### SELECTED EXTRACT
In addition to strengthening TB reference laboratory services, an increased effort is required to increase the TB case detection rate and to improve the speed of TB and MDR TB diagnosis (especially in individuals co-infected with human immunodeficiency virus (HIV)) and the proper management of multidrug-resistant (MDR and XDR) TB cases. Therefore, both basic diagnostic and specialised reference laboratories will need to be significantly upgraded, and quality laboratory maintenance and management sustained thereafter.
The extent of the necessary improvements varies considerably among the EU Member States, and the small number of non-EU countries invited to participate in this current survey. It would be beneficial to extend this analysis across the whole European region in order to obtain a consistent picture of the national reference services across Europe and of how larger centres may be able to support smaller ones.
Biosafety continues to be an issue seeing as several laboratory staff have developed active TB during their employment. Human resources also remain a significant problem and will be presented and discussed in a separate analysis of data obtained in the current survey.
Several countries, in particular those of the former Soviet Union, have high rates of drug resistance amongst their TB patients [1,3,4,7]. Many of these countries, for example the Baltic States, are now part of or bordering the EU.
######
* [DIRECTIONS]
a: In the TB laboratory text, what has kept biosafety an issue?
b: Reproduce the passage of the TB laboratory text starting at "The extent of" and ending at "the current survey.".
### DATASET RECORDS
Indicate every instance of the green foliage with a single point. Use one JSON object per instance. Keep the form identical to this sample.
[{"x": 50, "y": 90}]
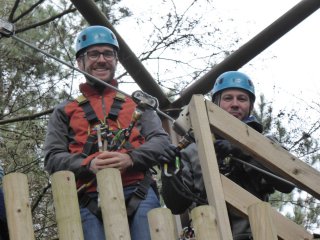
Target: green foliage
[
  {"x": 32, "y": 83},
  {"x": 299, "y": 206}
]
######
* [ANSWERS TO THE PROBLEMS]
a: Several laboratory staff have developed active TB during their employment.

b:
The extent of the necessary improvements varies considerably among the EU Member States, and the small number of non-EU countries invited to participate in this current survey. It would be beneficial to extend this analysis across the whole European region in order to obtain a consistent picture of the national reference services across Europe and of how larger centres may be able to support smaller ones.
Biosafety continues to be an issue seeing as several laboratory staff have developed active TB during their employment. Human resources also remain a significant problem and will be presented and discussed in a separate analysis of data obtained in the current survey.